Passage shown:

________________

Perspective is a powerful teacher and I’ve had more cause to reflect this year than any year prior. Just as with the reflections on the lives of the "notable Americans" who passed, the stories and moments that others have been willing to share with me during this past year were powerful. Moments that were incredibly honest, sometimes shocking, always illuminating, and always a reminder of how complex we are as humans. I was grateful to hear, witness or experience these moments, so in honor of them, I'll end by envisioning a year in which the following might have happened. I would love to sit and talk about any or all of them, whether they happened to me or someone else, because if we let our life’s stories be heard, they might tell us what’s next.

This year…

…you might spend two hours in a snowy hot pool with your pre-teen daughter and her friend, having the conversation of a lifetime, while an entire bar full of twenty-something après skiers are just on the other side of the glass and you, not being a twenty-something, might start out feeling self-conscious (maybe it’s because you are in a bikini), but an hour in, you might look up into the sky, let the snowflakes fall and melt on your eyelashes and feel very, very happy to be your age and stage.

You might sit at a dinner table with a woman who’s husband walked out on her, her boyfriend who’s daughter wanted to change her last name after he and her mother got divorced, and a husband and wife whose relationship led to the divorce from a close friend of yours (who obviously was not in attendance) and find yourself drinking champagne and talking about their crazy neighbor and too-spicy penne ala vodka.

You might have many EVCFs (Email Volley of Confusion and Frustration). So many in fact, that you might create an acronym for them.

You might receive a wildly expensive gift on a first date, making that (too bold of a move) the precursor to it being the last date, and secretly wonder if you could sell it on Ebay to pay your legal bills.

You might write your ex a manifesto on love, life, self and marriage that ends up falling on deaf ears, but you might save it and think you should present it to your next love and say, “This is what I want. Are you in?” You might think it’s silly to waste a good stream of consciousness.

The greatest two words all year might be “or not,” also known as: "not your responsibility."

You might feel so incredibly fucking excited about the life that is opening up all around you that you can't stop yourself from singing at the top of your lungs while driving down the street and wondering if the people in the neighboring cars are as happy as you are. You might think not.

You might be obsessed with all forms of electronic communication, so much so that you might experience the unfortunate event of someone accidently opening the bathroom stall and you not being sure what is more embarrassing — the texting or the partial nudity.

You might find that your already close relationship with your mother actually had room to grow. You will be eternally grateful for her support.

Your best friends might have the best timing and they might save you, over and over again.

You might find yourself in a hot tub with half a dozen singing choral opera singers.

________________

Data shown:
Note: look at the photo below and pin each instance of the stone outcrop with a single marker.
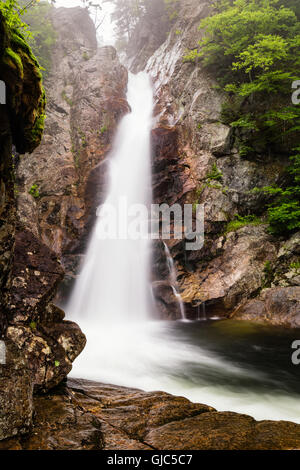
(278, 306)
(83, 415)
(196, 160)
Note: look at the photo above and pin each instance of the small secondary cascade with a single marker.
(114, 283)
(112, 304)
(173, 279)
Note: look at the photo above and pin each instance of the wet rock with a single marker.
(188, 141)
(277, 306)
(86, 95)
(90, 416)
(33, 280)
(49, 348)
(16, 402)
(236, 274)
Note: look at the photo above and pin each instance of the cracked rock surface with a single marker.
(84, 415)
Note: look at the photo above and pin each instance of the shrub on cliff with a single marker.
(21, 73)
(43, 35)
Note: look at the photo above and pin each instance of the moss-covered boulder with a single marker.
(21, 73)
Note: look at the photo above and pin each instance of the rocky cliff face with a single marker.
(195, 160)
(66, 175)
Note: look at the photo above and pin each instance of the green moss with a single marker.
(214, 174)
(32, 325)
(66, 98)
(268, 275)
(11, 58)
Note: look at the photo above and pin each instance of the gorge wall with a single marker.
(44, 196)
(244, 272)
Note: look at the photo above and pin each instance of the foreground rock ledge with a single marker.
(84, 415)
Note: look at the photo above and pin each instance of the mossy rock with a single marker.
(26, 100)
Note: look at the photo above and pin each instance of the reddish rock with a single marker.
(277, 306)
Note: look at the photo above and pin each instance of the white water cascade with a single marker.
(111, 302)
(114, 284)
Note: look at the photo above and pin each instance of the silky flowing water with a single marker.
(230, 365)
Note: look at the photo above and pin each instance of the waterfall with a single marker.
(114, 285)
(112, 303)
(173, 279)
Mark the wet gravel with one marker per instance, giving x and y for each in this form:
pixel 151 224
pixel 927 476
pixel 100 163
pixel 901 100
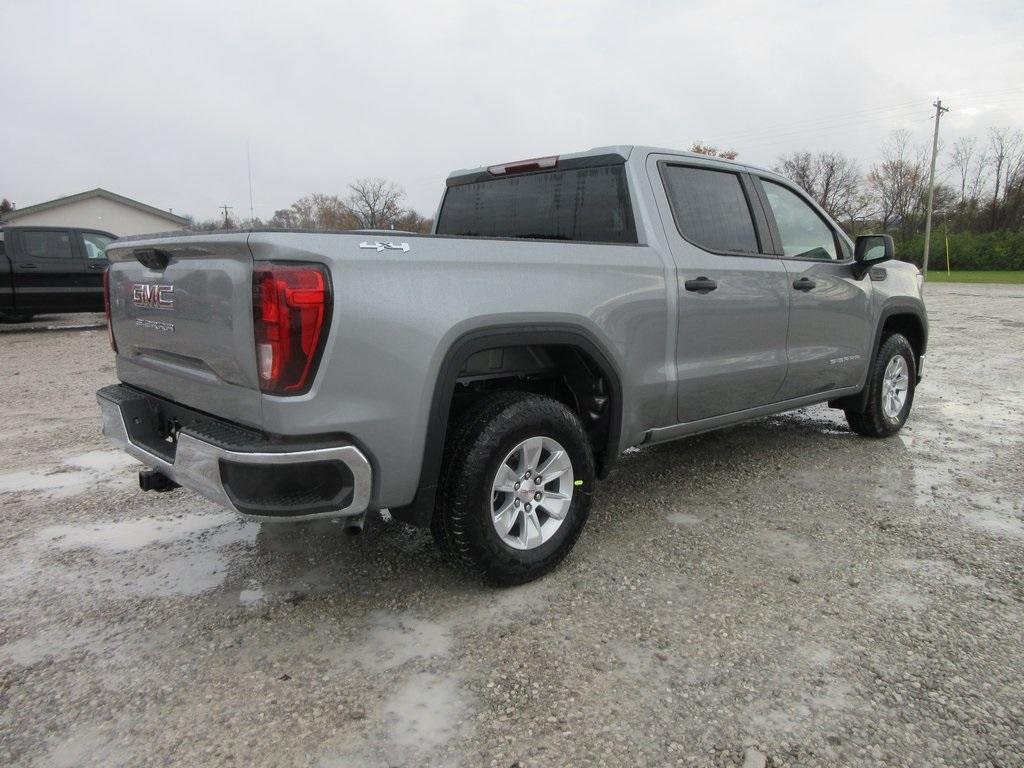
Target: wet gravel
pixel 781 593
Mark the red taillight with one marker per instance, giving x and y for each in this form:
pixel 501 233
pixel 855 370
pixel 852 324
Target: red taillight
pixel 107 308
pixel 537 164
pixel 292 309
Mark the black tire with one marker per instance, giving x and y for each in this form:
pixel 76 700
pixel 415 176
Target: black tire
pixel 872 421
pixel 15 316
pixel 462 521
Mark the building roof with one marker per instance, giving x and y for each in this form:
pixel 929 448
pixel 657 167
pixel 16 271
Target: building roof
pixel 97 193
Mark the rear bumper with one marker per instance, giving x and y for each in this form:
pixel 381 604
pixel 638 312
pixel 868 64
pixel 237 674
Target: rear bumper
pixel 258 477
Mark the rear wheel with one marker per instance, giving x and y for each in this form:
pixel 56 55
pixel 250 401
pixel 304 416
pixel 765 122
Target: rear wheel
pixel 890 390
pixel 515 487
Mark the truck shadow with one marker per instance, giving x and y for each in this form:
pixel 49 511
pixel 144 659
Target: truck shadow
pixel 297 561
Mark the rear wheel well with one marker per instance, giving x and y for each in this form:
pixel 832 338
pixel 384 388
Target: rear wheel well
pixel 565 373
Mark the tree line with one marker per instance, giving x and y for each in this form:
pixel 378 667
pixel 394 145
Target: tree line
pixel 371 204
pixel 978 205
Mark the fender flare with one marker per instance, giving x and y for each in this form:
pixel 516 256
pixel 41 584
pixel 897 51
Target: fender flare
pixel 892 308
pixel 420 510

________________

Task set:
a) Give the passage shown again from "You might be" to "for her support.", inclusive, replacing "bathroom stall" with "dressing room".
b) In the passage shown, what does the acronym EVCF stand for?
These records were taken from a different source.

Per-task answers:
a)
You might be obsessed with all forms of electronic communication, so much so that you might experience the unfortunate event of someone accidently opening the dressing room and you not being sure what is more embarrassing — the texting or the partial nudity.

You might find that your already close relationship with your mother actually had room to grow. You will be eternally grateful for her support.

b) Email Volley of Confusion and Frustration.